=== EXTRACTED DATA ===
---+---
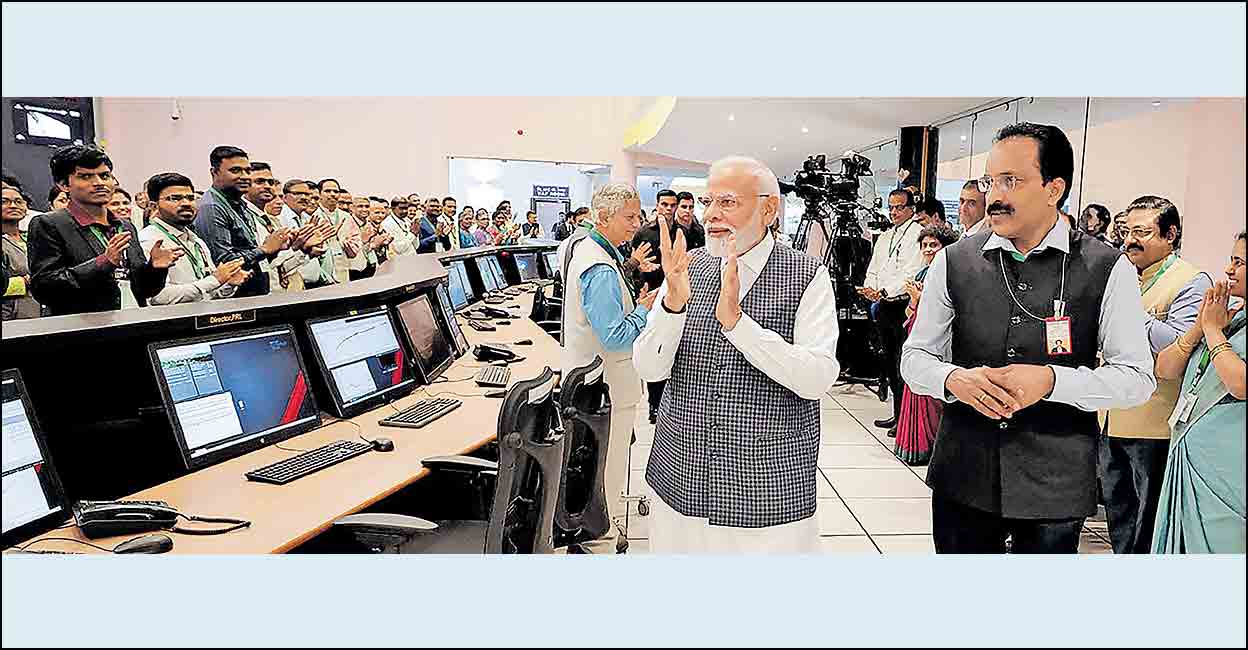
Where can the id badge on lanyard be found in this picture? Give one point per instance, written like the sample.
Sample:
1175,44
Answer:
1057,332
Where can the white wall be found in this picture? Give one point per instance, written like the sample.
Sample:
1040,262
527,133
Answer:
482,182
377,145
1188,151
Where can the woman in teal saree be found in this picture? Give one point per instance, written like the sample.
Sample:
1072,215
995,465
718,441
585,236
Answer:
1202,504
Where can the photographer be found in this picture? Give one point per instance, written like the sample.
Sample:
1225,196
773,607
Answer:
895,260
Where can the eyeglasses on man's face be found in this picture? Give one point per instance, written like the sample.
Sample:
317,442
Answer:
1006,182
725,202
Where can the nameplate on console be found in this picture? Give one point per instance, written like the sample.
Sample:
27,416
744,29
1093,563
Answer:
222,320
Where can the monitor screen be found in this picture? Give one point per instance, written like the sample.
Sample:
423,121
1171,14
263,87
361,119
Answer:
234,393
448,313
552,258
527,263
487,273
498,272
33,498
461,291
428,343
361,359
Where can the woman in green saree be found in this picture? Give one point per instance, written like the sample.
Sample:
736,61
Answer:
1202,505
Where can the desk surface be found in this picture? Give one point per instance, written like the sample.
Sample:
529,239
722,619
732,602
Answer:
283,517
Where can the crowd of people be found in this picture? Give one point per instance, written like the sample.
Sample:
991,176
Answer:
1040,364
101,247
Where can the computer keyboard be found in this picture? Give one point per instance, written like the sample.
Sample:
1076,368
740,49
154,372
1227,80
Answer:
494,377
421,413
308,462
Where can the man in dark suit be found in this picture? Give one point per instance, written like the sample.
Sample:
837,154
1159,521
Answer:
82,256
226,225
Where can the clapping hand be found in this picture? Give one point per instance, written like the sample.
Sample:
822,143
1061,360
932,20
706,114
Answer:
116,246
728,310
675,270
231,273
644,260
1216,312
164,257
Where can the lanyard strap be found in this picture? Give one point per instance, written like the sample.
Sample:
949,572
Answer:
20,241
196,261
1061,298
95,230
894,245
1170,262
225,201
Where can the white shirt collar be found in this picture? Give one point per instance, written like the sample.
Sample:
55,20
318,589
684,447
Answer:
977,228
755,258
1058,237
184,235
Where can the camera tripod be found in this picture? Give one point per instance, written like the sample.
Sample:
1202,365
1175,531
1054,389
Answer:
836,248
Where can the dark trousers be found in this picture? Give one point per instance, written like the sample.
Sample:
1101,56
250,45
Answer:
1131,479
957,528
891,325
654,391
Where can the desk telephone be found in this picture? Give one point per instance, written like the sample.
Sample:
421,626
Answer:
102,519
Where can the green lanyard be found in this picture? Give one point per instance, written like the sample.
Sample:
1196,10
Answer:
895,246
1170,261
95,230
196,261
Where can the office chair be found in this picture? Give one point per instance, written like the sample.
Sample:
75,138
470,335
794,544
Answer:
547,312
585,404
524,488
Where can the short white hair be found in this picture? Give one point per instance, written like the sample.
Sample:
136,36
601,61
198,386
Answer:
610,198
765,180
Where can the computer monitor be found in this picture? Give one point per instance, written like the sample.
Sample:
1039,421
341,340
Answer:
428,343
361,361
448,313
229,394
498,272
459,287
552,260
487,273
527,263
34,500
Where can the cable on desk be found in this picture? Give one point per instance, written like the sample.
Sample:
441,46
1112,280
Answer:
64,539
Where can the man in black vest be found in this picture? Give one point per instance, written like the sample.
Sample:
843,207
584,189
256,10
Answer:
746,336
1016,451
82,257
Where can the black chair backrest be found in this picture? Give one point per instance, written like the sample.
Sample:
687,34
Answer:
539,306
585,403
529,465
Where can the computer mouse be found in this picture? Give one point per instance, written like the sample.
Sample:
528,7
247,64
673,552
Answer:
150,544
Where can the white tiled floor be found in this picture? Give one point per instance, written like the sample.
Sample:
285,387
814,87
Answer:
869,500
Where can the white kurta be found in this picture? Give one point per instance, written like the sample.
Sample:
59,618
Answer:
808,367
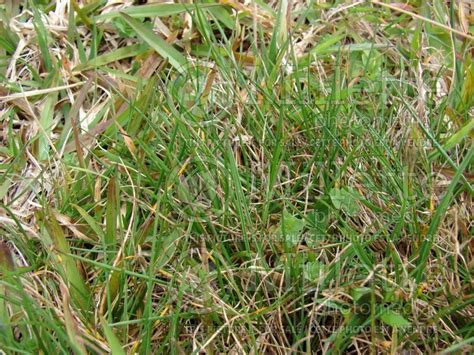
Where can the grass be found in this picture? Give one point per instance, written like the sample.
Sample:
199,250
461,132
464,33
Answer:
282,177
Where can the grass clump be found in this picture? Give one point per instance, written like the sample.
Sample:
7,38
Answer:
236,176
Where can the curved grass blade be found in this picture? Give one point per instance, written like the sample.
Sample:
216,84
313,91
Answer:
164,49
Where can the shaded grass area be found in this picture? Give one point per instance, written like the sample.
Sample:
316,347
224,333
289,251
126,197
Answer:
236,176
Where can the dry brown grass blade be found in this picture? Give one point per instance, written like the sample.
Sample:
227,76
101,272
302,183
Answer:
424,19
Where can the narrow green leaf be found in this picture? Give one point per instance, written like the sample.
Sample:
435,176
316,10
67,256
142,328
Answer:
111,214
113,56
114,343
65,263
393,319
164,49
155,10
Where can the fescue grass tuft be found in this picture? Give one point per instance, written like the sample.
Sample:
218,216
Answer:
236,177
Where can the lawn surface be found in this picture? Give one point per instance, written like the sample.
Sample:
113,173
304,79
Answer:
236,176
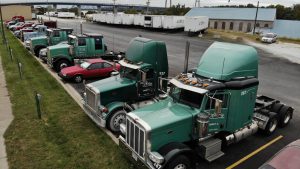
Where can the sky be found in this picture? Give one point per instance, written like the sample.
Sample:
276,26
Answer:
189,3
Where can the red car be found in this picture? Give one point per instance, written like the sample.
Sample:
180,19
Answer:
90,68
286,158
25,25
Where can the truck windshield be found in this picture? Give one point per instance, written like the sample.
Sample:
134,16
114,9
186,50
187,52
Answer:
129,73
187,97
71,41
85,65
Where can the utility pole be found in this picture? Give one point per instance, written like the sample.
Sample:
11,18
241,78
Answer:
114,6
166,3
48,9
197,3
255,20
148,4
2,27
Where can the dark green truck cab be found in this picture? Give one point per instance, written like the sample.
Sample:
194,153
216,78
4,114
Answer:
107,101
78,47
217,103
52,37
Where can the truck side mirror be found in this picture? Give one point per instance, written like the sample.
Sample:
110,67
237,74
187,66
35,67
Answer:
218,106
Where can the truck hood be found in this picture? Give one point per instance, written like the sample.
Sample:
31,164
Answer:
164,113
59,46
42,40
72,70
59,50
112,83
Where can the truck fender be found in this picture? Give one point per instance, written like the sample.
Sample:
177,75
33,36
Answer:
115,106
172,150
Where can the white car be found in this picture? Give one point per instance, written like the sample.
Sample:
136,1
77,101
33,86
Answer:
269,38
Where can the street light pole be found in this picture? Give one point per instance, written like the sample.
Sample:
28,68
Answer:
3,33
48,9
255,20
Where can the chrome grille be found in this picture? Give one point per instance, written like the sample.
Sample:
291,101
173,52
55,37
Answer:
91,99
135,138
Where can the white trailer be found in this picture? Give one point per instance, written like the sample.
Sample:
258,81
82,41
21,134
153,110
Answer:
102,18
195,24
66,15
139,20
127,19
118,18
96,17
153,21
173,22
109,18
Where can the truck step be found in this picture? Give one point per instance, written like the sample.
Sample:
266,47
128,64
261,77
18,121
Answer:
210,149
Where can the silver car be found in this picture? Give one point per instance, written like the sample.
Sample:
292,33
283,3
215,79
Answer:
269,38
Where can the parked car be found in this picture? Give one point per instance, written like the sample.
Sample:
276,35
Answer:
269,38
25,25
11,27
286,158
90,68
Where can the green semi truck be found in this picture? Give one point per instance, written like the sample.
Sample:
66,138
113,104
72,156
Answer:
78,47
215,105
53,37
107,101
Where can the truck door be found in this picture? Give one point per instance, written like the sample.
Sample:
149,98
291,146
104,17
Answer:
99,49
81,48
217,119
55,39
146,87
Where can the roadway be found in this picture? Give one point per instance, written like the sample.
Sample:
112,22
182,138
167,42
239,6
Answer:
278,77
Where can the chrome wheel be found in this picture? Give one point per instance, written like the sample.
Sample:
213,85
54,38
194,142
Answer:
116,119
273,125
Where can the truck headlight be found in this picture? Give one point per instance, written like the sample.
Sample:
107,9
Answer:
156,157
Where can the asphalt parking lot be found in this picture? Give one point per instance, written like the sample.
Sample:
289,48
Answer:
279,78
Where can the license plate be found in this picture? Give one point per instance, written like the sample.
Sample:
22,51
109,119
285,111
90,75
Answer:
134,156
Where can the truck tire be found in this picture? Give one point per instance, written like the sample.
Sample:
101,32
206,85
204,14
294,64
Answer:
78,78
61,64
180,162
285,115
116,118
276,107
271,125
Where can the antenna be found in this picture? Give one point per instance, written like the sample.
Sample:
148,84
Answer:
197,3
148,3
114,6
166,3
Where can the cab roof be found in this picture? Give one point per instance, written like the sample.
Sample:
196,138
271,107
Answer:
227,61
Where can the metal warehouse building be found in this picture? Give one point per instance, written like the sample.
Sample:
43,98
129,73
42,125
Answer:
16,10
236,19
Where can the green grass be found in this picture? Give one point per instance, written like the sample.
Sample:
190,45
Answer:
---+---
=== EXERCISE AIM ===
The answer must consist of every line above that contains the word "saree".

=== ANSWER AREA ===
Where can the woman in teal saree be found in this picture? Give one point per instance, written like the sample.
Where can the woman in green saree be found in this picture? Give one point per instance, written like the sample.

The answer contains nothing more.